**What you are asked to do**:
Starting with the line that contains "Exercise. Spot the pigeon's beak", write out each line through the end of the listing, unchanged. Output nothing else.

(Point labeling examples)
_ _ _

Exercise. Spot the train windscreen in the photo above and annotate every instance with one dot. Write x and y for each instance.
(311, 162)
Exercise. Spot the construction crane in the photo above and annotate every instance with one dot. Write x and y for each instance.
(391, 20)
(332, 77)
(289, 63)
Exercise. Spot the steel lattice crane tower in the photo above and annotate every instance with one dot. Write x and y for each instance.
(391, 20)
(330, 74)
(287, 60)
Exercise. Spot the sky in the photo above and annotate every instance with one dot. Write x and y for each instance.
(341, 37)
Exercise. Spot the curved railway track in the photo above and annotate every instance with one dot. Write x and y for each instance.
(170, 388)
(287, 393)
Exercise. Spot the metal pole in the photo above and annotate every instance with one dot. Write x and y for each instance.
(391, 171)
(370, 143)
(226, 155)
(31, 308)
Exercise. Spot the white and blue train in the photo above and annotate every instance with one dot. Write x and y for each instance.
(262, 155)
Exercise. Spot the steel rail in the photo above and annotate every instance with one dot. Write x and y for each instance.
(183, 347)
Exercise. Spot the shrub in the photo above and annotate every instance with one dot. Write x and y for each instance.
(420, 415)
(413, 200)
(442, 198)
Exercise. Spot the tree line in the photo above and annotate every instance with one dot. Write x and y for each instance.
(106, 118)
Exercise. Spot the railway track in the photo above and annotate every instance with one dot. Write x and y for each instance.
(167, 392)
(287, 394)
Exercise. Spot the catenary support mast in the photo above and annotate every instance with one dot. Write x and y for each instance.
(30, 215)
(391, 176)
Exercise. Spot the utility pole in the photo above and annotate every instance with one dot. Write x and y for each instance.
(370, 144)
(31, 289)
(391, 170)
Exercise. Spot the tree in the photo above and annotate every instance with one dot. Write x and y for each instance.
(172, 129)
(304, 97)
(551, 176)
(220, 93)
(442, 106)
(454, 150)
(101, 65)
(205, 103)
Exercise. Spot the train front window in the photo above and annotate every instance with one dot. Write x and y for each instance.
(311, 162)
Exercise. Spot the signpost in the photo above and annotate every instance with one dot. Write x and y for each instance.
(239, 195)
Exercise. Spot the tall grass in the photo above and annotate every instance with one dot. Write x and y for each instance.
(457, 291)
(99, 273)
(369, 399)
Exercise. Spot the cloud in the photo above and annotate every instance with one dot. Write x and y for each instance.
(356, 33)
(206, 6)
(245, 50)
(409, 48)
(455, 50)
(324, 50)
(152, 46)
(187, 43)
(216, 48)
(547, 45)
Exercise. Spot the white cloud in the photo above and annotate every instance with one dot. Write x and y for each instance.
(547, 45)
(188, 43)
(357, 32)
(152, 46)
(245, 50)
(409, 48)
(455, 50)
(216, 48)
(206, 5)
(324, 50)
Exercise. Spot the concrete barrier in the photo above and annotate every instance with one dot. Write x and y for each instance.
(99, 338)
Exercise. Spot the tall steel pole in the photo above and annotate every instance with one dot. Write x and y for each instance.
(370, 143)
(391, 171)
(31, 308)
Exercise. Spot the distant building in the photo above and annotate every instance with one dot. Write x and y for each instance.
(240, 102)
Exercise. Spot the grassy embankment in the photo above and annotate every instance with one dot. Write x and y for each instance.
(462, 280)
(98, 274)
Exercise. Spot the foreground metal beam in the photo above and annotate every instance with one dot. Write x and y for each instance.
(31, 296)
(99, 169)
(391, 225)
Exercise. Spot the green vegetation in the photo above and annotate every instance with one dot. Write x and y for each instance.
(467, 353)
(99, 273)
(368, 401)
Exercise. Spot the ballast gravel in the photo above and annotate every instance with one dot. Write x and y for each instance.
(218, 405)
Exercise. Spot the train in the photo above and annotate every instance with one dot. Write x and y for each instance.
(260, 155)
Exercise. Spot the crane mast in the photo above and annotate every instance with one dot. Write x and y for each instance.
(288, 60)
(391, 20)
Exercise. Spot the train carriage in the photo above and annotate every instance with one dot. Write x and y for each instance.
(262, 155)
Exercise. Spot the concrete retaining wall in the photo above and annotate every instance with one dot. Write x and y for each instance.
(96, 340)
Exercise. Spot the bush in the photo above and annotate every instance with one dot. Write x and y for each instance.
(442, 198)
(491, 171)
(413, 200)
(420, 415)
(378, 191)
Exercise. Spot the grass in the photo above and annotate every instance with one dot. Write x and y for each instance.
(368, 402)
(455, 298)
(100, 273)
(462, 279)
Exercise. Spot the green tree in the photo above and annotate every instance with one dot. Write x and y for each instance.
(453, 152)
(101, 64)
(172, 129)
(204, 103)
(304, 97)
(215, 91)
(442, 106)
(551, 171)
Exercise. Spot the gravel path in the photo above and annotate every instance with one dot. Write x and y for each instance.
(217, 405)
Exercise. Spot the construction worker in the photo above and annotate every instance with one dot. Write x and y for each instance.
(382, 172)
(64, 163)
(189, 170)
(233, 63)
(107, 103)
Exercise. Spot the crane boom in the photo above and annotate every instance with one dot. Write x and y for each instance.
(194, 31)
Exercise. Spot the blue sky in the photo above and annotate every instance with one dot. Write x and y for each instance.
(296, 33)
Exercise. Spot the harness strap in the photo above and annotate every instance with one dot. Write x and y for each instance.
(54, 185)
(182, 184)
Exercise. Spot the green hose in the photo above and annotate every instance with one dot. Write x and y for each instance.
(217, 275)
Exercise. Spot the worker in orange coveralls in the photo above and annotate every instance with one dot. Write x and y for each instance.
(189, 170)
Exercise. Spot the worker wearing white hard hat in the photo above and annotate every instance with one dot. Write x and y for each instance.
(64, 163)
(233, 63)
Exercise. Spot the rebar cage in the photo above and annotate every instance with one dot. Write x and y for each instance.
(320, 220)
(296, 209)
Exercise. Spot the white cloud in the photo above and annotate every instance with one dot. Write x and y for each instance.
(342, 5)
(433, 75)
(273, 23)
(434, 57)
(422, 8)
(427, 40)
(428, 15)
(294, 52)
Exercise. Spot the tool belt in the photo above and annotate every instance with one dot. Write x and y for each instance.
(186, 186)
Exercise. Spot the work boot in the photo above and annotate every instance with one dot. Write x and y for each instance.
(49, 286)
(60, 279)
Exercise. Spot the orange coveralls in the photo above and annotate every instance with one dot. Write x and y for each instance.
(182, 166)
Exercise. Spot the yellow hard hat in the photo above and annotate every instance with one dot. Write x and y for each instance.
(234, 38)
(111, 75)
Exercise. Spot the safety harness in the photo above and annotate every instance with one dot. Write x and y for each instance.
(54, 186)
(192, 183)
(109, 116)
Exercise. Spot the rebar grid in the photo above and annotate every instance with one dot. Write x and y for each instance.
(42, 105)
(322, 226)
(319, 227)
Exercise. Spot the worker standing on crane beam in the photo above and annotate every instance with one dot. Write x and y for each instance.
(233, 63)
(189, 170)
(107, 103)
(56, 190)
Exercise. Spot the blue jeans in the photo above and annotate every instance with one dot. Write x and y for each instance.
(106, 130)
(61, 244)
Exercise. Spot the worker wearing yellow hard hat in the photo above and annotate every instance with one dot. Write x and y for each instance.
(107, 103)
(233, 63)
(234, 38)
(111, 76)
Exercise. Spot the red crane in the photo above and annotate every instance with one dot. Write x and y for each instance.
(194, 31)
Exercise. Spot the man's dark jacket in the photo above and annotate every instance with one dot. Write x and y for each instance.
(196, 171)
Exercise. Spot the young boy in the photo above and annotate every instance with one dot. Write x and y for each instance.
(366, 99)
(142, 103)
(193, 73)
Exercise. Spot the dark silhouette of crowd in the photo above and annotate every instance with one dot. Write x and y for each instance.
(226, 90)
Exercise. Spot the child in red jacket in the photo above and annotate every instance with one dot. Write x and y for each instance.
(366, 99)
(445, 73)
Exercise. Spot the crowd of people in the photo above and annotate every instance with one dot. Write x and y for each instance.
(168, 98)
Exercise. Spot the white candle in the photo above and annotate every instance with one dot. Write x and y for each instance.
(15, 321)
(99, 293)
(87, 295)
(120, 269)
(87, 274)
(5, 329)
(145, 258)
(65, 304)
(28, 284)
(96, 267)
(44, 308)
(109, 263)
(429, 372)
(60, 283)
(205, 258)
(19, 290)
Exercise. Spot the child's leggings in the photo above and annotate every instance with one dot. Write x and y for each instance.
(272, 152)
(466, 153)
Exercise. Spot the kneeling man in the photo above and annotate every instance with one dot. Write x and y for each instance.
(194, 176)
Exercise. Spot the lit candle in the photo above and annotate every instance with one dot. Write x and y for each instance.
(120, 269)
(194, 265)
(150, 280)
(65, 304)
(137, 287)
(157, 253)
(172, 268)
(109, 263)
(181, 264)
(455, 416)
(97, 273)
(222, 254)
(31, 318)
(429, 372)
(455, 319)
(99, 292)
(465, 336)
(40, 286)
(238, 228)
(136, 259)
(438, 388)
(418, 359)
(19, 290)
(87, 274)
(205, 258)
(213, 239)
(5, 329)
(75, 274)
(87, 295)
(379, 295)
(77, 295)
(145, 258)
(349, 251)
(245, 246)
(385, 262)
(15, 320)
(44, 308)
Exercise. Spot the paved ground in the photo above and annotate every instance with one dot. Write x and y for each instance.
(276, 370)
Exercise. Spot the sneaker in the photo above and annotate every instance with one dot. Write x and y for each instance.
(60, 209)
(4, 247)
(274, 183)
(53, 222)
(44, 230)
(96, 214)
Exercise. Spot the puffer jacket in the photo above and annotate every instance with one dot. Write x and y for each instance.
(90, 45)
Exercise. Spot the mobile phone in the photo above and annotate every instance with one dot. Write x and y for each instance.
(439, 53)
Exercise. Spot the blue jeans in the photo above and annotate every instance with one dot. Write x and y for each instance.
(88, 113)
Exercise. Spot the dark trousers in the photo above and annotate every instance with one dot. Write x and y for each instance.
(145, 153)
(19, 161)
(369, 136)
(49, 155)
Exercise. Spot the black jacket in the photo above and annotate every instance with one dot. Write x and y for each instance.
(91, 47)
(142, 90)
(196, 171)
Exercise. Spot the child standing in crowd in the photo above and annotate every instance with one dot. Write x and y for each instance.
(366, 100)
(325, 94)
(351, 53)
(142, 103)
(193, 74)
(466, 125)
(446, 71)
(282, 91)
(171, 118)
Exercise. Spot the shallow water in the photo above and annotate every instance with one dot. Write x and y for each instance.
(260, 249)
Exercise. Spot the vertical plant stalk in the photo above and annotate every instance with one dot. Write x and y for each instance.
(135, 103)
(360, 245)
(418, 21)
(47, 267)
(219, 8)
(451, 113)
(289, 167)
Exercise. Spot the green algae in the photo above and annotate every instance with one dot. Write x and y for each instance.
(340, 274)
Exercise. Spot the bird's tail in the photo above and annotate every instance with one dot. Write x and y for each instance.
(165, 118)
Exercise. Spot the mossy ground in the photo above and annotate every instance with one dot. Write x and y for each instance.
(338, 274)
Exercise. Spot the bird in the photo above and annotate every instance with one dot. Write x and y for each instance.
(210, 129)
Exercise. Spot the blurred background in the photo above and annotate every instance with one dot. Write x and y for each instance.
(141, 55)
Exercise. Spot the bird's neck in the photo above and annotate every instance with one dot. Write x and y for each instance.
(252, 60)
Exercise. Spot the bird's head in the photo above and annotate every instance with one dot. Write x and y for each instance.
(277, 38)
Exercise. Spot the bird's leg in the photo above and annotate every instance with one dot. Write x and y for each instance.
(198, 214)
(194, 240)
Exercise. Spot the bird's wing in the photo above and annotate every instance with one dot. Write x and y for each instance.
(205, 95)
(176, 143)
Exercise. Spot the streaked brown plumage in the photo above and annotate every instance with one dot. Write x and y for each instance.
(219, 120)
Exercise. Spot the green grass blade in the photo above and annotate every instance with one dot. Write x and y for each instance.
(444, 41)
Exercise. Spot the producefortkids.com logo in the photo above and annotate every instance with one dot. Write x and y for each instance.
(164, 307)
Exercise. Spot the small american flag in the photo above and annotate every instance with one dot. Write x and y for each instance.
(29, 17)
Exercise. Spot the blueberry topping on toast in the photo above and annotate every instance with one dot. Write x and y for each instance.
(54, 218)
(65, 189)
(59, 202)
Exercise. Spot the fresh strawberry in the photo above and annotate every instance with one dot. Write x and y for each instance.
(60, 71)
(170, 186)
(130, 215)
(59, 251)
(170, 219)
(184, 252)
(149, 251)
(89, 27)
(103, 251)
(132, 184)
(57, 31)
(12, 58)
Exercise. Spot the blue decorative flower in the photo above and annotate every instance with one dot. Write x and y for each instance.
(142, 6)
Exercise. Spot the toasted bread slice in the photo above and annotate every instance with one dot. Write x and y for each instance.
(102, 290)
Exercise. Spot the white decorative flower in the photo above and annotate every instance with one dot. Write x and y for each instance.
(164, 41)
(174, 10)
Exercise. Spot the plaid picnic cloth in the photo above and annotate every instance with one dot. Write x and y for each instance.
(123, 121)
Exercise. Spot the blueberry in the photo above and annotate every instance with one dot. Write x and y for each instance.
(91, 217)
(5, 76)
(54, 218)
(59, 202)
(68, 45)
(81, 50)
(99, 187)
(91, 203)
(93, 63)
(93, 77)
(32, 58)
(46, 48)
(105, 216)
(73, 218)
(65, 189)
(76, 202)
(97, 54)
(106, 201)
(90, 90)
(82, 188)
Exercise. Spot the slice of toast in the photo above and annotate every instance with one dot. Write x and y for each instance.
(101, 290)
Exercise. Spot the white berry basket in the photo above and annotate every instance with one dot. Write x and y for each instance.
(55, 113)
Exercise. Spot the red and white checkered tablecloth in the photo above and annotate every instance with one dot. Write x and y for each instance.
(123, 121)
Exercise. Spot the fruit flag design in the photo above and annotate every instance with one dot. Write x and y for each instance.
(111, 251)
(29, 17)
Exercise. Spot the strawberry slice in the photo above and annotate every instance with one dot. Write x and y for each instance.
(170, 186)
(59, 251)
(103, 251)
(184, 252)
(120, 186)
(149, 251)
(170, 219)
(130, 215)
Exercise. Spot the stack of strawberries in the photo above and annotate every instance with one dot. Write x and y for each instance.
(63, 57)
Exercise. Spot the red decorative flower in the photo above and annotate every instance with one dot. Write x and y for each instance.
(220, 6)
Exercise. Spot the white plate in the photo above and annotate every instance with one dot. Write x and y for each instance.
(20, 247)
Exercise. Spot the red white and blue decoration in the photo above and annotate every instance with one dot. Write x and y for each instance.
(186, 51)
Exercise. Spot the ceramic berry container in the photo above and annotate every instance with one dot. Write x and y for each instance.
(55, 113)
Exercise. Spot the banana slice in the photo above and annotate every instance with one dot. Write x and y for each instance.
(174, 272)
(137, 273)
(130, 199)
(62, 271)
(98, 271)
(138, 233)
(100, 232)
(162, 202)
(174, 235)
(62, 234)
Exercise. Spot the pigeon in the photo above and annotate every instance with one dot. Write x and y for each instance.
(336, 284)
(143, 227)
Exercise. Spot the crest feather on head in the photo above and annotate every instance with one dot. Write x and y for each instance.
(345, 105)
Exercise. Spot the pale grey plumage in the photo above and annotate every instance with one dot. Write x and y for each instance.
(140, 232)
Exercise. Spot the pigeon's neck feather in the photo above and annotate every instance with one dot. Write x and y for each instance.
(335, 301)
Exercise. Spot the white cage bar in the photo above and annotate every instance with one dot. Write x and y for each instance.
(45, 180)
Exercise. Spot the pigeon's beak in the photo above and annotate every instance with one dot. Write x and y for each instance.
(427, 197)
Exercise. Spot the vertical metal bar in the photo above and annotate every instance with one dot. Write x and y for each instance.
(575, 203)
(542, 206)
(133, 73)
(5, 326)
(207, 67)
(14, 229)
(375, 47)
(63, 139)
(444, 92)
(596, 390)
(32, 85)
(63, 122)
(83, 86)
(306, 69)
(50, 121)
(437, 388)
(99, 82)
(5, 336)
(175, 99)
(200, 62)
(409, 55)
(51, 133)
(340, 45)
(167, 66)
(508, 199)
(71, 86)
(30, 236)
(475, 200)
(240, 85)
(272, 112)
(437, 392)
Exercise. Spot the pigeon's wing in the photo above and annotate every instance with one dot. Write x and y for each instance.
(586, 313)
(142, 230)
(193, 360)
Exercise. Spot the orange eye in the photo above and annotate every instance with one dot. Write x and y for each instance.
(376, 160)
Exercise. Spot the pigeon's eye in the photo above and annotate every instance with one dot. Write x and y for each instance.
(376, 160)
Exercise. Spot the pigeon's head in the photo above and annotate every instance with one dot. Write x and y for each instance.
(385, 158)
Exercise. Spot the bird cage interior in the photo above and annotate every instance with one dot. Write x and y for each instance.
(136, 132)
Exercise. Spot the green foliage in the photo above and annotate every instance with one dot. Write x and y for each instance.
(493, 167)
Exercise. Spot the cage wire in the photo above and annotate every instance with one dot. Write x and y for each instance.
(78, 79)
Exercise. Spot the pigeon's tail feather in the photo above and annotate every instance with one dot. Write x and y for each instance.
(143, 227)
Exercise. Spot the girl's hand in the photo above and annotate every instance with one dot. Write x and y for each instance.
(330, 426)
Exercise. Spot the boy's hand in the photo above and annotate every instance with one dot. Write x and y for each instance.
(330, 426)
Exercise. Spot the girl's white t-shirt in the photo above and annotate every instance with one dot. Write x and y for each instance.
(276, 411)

_ _ _

**Response**:
Exercise. Spot the pigeon's beak in the photo above and annotate every instance with one dot. Write x and y for each instance.
(427, 197)
Exercise. Spot the vertical metal bar in the photo above and annotate every instance with one dot. Write x and y for each instance.
(575, 203)
(542, 206)
(133, 73)
(5, 326)
(207, 67)
(14, 229)
(375, 47)
(63, 139)
(444, 92)
(596, 390)
(32, 85)
(63, 122)
(83, 86)
(306, 69)
(50, 121)
(437, 388)
(99, 82)
(5, 336)
(175, 99)
(200, 62)
(409, 55)
(51, 133)
(340, 45)
(167, 66)
(508, 199)
(71, 86)
(30, 236)
(475, 200)
(240, 85)
(272, 112)
(437, 392)
Exercise. Spot the pigeon's wing in the photo above and annotate every instance with one dot. Write x and y for each instance.
(586, 313)
(142, 230)
(193, 360)
Exercise. Spot the orange eye in the photo above and annotate every instance with one dot. Write x and y for each instance.
(376, 160)
Exercise. Spot the pigeon's eye in the photo above and annotate every instance with one dot. Write x and y for each instance.
(376, 160)
Exercise. Spot the pigeon's head in the photo above and annotate every instance with one dot. Write x and y for each instance.
(385, 158)
Exercise. Spot the bird cage interior in the photo above and annotate every instance with one dot. Write x and y for each instance.
(136, 132)
Exercise. Spot the green foliage in the photo above and annotate every instance with one dot. Write x and y for each instance.
(493, 167)
Exercise. Spot the cage wire in the photo above and annotate every instance with one dot. Write x and y for each instance.
(78, 79)
Exercise. Spot the pigeon's tail feather in the photo above and annotate every instance with one dot. Write x and y for each instance.
(143, 227)
Exercise. Spot the girl's hand in the photo above and annotate every instance with one dot. Write x and y for each instance.
(330, 426)
Exercise. Spot the boy's hand in the photo above and annotate every instance with one dot. Write x and y for each instance.
(330, 426)
Exercise. Spot the girl's white t-shirt in the photo above and annotate every instance with one dot. Write x and y for each instance.
(276, 411)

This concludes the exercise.